■ Supplied entries
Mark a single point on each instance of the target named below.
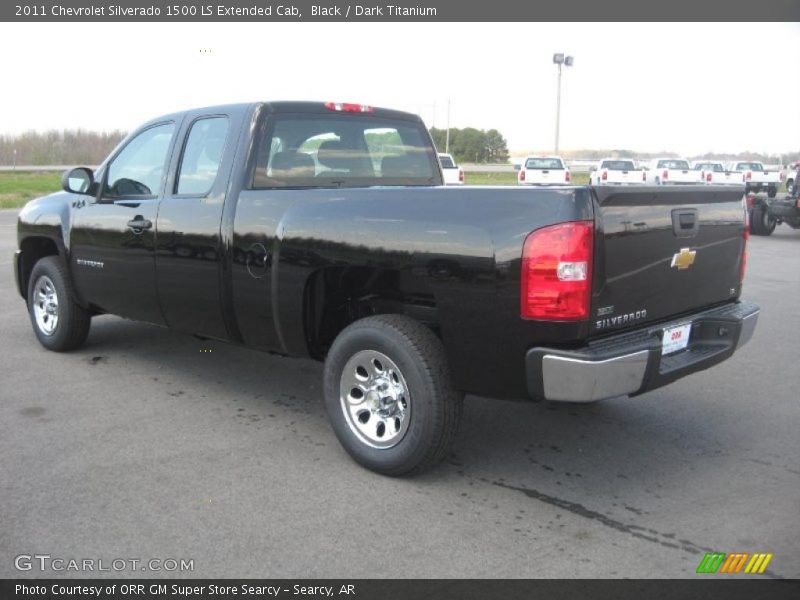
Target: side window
(202, 156)
(138, 169)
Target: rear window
(673, 164)
(749, 167)
(618, 165)
(308, 150)
(544, 163)
(715, 167)
(447, 162)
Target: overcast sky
(687, 88)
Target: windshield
(447, 162)
(618, 165)
(544, 163)
(749, 167)
(673, 164)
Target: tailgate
(662, 252)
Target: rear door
(661, 252)
(189, 252)
(112, 238)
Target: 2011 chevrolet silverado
(324, 230)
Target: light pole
(560, 60)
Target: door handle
(139, 224)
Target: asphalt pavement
(148, 444)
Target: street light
(560, 60)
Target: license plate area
(675, 339)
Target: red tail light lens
(348, 107)
(746, 237)
(556, 277)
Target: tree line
(472, 145)
(66, 147)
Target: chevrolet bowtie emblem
(683, 259)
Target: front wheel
(389, 395)
(763, 222)
(59, 323)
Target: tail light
(745, 237)
(348, 107)
(556, 277)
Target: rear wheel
(59, 323)
(389, 395)
(762, 222)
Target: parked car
(323, 230)
(767, 213)
(667, 171)
(544, 170)
(714, 173)
(453, 174)
(617, 171)
(756, 178)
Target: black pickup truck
(323, 230)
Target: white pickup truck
(453, 174)
(617, 171)
(663, 171)
(756, 178)
(715, 173)
(544, 170)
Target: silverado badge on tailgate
(683, 259)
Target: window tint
(138, 169)
(618, 165)
(343, 151)
(202, 156)
(447, 162)
(543, 163)
(673, 164)
(749, 167)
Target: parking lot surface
(150, 444)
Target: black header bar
(398, 10)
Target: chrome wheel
(374, 397)
(45, 305)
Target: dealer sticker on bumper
(675, 338)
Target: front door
(112, 244)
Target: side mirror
(77, 181)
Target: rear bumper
(631, 363)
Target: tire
(59, 323)
(762, 223)
(411, 427)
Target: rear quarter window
(343, 150)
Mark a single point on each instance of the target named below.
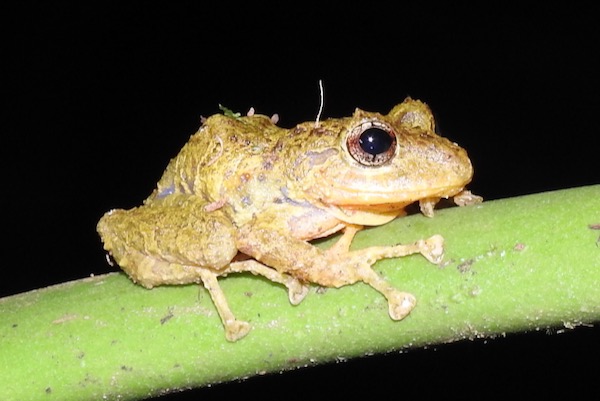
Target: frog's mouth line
(382, 201)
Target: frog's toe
(400, 305)
(433, 248)
(296, 292)
(236, 330)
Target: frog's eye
(372, 143)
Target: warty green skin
(246, 195)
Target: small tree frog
(244, 195)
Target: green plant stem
(511, 265)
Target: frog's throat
(364, 217)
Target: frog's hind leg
(296, 289)
(234, 329)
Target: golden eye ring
(372, 143)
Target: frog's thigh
(167, 245)
(296, 290)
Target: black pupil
(375, 141)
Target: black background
(99, 96)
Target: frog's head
(376, 164)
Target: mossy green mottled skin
(246, 195)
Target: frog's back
(213, 154)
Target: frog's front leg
(337, 266)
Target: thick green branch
(511, 265)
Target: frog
(246, 195)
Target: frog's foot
(236, 329)
(400, 304)
(432, 248)
(296, 289)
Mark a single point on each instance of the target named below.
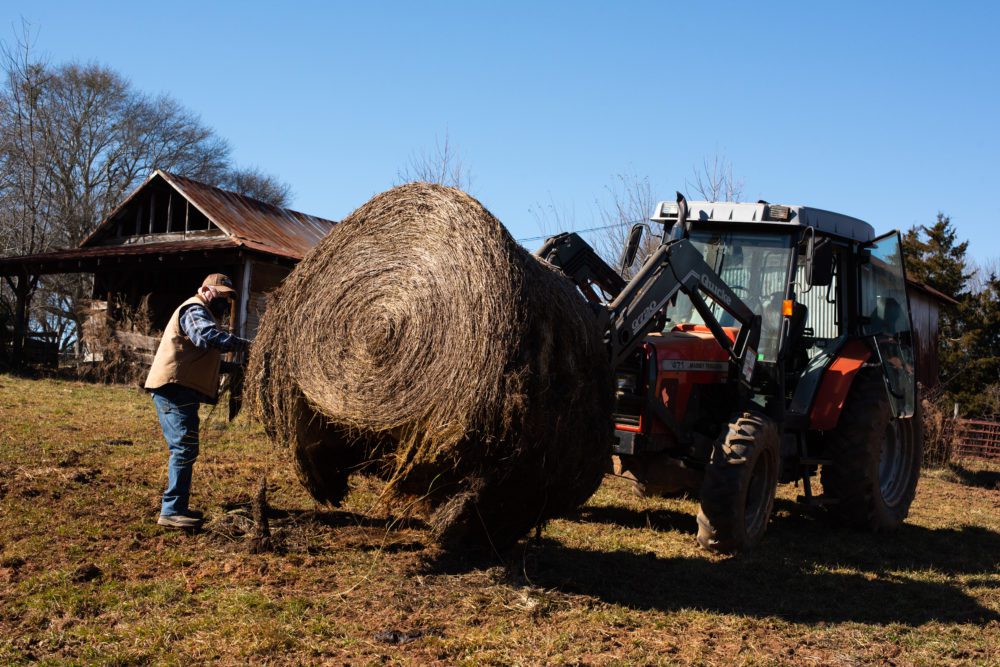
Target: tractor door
(885, 311)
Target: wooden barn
(925, 313)
(161, 242)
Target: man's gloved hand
(230, 367)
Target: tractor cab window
(756, 267)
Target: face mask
(219, 307)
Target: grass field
(86, 575)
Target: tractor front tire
(874, 459)
(737, 495)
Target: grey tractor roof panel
(799, 216)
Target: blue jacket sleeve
(197, 324)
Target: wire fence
(977, 438)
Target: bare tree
(551, 218)
(74, 140)
(714, 181)
(25, 181)
(443, 166)
(254, 183)
(631, 201)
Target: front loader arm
(578, 260)
(676, 266)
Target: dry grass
(87, 577)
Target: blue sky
(885, 111)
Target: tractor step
(817, 501)
(805, 461)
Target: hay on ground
(420, 343)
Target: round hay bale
(420, 343)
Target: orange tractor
(759, 344)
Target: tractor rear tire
(737, 495)
(874, 459)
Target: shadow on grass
(805, 571)
(984, 479)
(656, 519)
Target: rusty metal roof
(247, 222)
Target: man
(184, 374)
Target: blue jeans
(177, 408)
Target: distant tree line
(75, 139)
(969, 347)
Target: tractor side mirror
(819, 262)
(631, 247)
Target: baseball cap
(222, 284)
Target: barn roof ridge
(246, 221)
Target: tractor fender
(836, 383)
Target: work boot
(179, 521)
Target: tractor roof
(826, 222)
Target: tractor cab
(758, 344)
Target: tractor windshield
(756, 267)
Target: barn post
(22, 292)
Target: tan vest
(180, 361)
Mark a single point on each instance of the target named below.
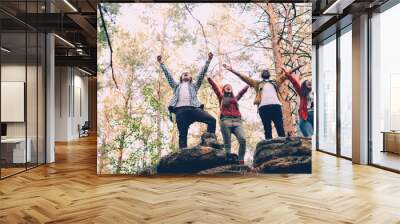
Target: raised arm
(292, 79)
(241, 93)
(215, 88)
(168, 75)
(251, 82)
(200, 77)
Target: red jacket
(233, 108)
(303, 110)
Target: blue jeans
(307, 126)
(231, 126)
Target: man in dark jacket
(185, 103)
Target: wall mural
(204, 88)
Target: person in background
(306, 108)
(185, 103)
(230, 117)
(268, 99)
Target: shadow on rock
(283, 155)
(208, 154)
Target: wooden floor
(69, 191)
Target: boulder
(283, 155)
(208, 154)
(228, 169)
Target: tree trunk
(119, 161)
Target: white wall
(70, 84)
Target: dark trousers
(185, 116)
(272, 113)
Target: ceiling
(74, 22)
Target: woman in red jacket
(230, 117)
(306, 109)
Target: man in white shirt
(185, 104)
(270, 108)
(268, 100)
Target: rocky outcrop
(283, 155)
(208, 154)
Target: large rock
(283, 155)
(208, 154)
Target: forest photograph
(204, 88)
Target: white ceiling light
(5, 50)
(70, 5)
(64, 40)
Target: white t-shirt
(184, 95)
(269, 95)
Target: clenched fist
(227, 66)
(210, 56)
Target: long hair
(180, 79)
(304, 91)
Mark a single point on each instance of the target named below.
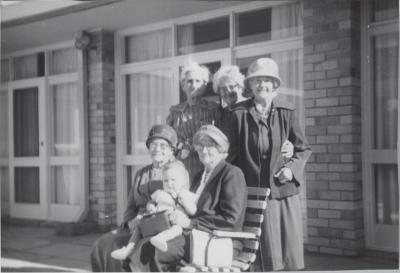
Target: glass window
(3, 124)
(66, 187)
(384, 10)
(27, 185)
(274, 23)
(30, 66)
(65, 120)
(5, 71)
(387, 194)
(64, 61)
(385, 77)
(4, 184)
(203, 36)
(26, 122)
(148, 99)
(148, 46)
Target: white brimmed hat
(215, 134)
(263, 67)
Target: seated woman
(174, 195)
(161, 143)
(222, 197)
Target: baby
(175, 195)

■ What you have to do
Reproduce every entry exactly, but omit each picture.

■ Reply
Mark a single point on each instance of the target named below.
Target: side window
(202, 156)
(138, 169)
Target: rear window
(673, 164)
(749, 167)
(618, 165)
(308, 150)
(544, 163)
(715, 167)
(447, 162)
Target: overcast sky
(687, 88)
Target: windshield
(447, 162)
(618, 165)
(544, 163)
(749, 167)
(673, 164)
Target: tailgate
(662, 252)
Target: rear door
(661, 252)
(189, 252)
(112, 238)
Target: 2011 chevrolet silverado
(324, 230)
Target: light pole
(560, 60)
Target: door handle
(139, 224)
Target: asphalt pavement
(148, 444)
Target: street light
(560, 60)
Target: license plate area
(675, 339)
Target: red tail light lens
(348, 107)
(746, 237)
(556, 277)
Target: tree line
(472, 145)
(66, 147)
Target: chevrolet bowtie emblem
(683, 259)
Target: front wheel
(389, 395)
(763, 222)
(59, 323)
Target: tail light
(745, 237)
(348, 107)
(556, 277)
Target: rear wheel
(59, 323)
(389, 395)
(762, 222)
Target: parked car
(323, 230)
(767, 213)
(667, 171)
(544, 170)
(714, 173)
(453, 174)
(617, 171)
(756, 178)
Target: black pickup truck
(323, 230)
Target: white pickup truck
(453, 174)
(617, 171)
(663, 171)
(756, 178)
(715, 173)
(544, 170)
Target: silverado badge on tailgate
(683, 259)
Target: window tint
(138, 169)
(618, 165)
(343, 151)
(202, 156)
(447, 162)
(543, 163)
(673, 164)
(749, 167)
Target: parking lot surface
(150, 444)
Target: black header bar
(398, 10)
Target: chrome wheel
(374, 397)
(45, 305)
Target: dealer sticker on bumper
(675, 338)
Target: front door
(112, 244)
Target: side mirror
(77, 181)
Target: rear bumper
(631, 363)
Target: tire
(59, 323)
(762, 223)
(411, 427)
Target: rear quarter window
(343, 150)
Mark a single point on each instance of the target named below.
Target: frog's mouth line
(382, 201)
Target: frog's toe
(400, 305)
(433, 248)
(296, 292)
(236, 330)
Target: frog's eye
(372, 143)
Target: warty green skin
(246, 195)
Target: small tree frog
(244, 195)
Target: green plant stem
(511, 265)
Target: frog's throat
(364, 217)
Target: frog's hind leg
(296, 289)
(234, 329)
Target: golden eye ring
(372, 143)
Target: frog's thigh
(167, 245)
(296, 290)
Target: black pupil
(375, 141)
Target: black background
(99, 96)
Target: frog's head
(376, 164)
Target: mossy green mottled skin
(246, 195)
Target: frog's back
(213, 154)
Target: frog's front leg
(337, 266)
Target: thick green branch
(511, 265)
Target: frog
(246, 195)
Target: frog's foot
(236, 329)
(400, 304)
(432, 248)
(296, 289)
Mark a single point on each instance of the target named below.
Target: tractor door
(885, 311)
Target: wooden barn
(925, 313)
(161, 242)
Target: man's gloved hand
(230, 367)
Target: tractor cab window
(756, 267)
Target: face mask
(219, 307)
Target: grass field
(86, 575)
Target: tractor front tire
(874, 459)
(737, 495)
Target: grey tractor roof panel
(799, 216)
Target: blue jacket sleeve
(197, 324)
Target: wire fence
(977, 438)
Target: bare tree
(551, 218)
(74, 140)
(714, 181)
(25, 181)
(443, 166)
(254, 183)
(631, 201)
Target: front loader arm
(578, 260)
(676, 266)
Target: dry grass
(87, 577)
Target: blue sky
(885, 111)
Target: tractor step
(817, 501)
(805, 461)
Target: hay on ground
(420, 343)
Target: round hay bale
(420, 343)
Target: orange tractor
(759, 344)
Target: tractor rear tire
(737, 495)
(874, 459)
Target: shadow on grass
(805, 571)
(984, 479)
(656, 519)
Target: rusty metal roof
(247, 222)
Target: man
(184, 374)
Target: blue jeans
(177, 408)
Target: distant tree line
(75, 139)
(969, 347)
Target: tractor side mirror
(819, 262)
(631, 247)
Target: baseball cap
(222, 284)
Target: barn roof ridge
(246, 221)
Target: tractor fender
(836, 383)
Target: work boot
(179, 521)
Target: tractor roof
(826, 222)
Target: tractor cab
(758, 344)
Target: tractor windshield
(756, 267)
Target: barn post
(22, 292)
Target: tan vest
(180, 361)
Mark a single point on each instance of the target named below.
Target: raised arm
(292, 79)
(241, 93)
(215, 88)
(168, 75)
(251, 82)
(200, 77)
Target: red jacket
(233, 108)
(303, 110)
Target: blue jeans
(307, 126)
(231, 126)
Target: man in dark jacket
(185, 103)
Target: wall mural
(204, 88)
Target: person in background
(306, 108)
(185, 103)
(230, 117)
(268, 99)
Target: shadow on rock
(283, 155)
(208, 154)
Target: wooden floor
(69, 191)
Target: boulder
(283, 155)
(208, 154)
(228, 169)
Target: tree trunk
(119, 161)
Target: white wall
(70, 84)
Target: dark trousers
(185, 116)
(272, 113)
Target: ceiling
(74, 22)
Target: woman in red jacket
(230, 117)
(306, 109)
Target: man in white shirt
(185, 104)
(270, 108)
(268, 100)
Target: rocky outcrop
(283, 155)
(208, 154)
Target: large rock
(283, 155)
(208, 154)
Target: forest photograph
(204, 88)
Target: white ceiling light
(5, 50)
(70, 5)
(64, 40)
Target: white t-shirt
(184, 95)
(269, 95)
Target: clenched fist
(227, 66)
(210, 56)
Target: long hair
(180, 79)
(304, 91)
Mark a single point on each instance of the target named below.
Target: glass window
(3, 124)
(66, 187)
(384, 10)
(27, 185)
(274, 23)
(30, 66)
(65, 120)
(5, 71)
(387, 194)
(64, 61)
(385, 77)
(4, 184)
(203, 36)
(26, 122)
(148, 99)
(148, 46)
Target: white brimmed hat
(215, 134)
(263, 67)
Target: seated woman
(174, 195)
(161, 143)
(222, 197)
Target: baby
(175, 195)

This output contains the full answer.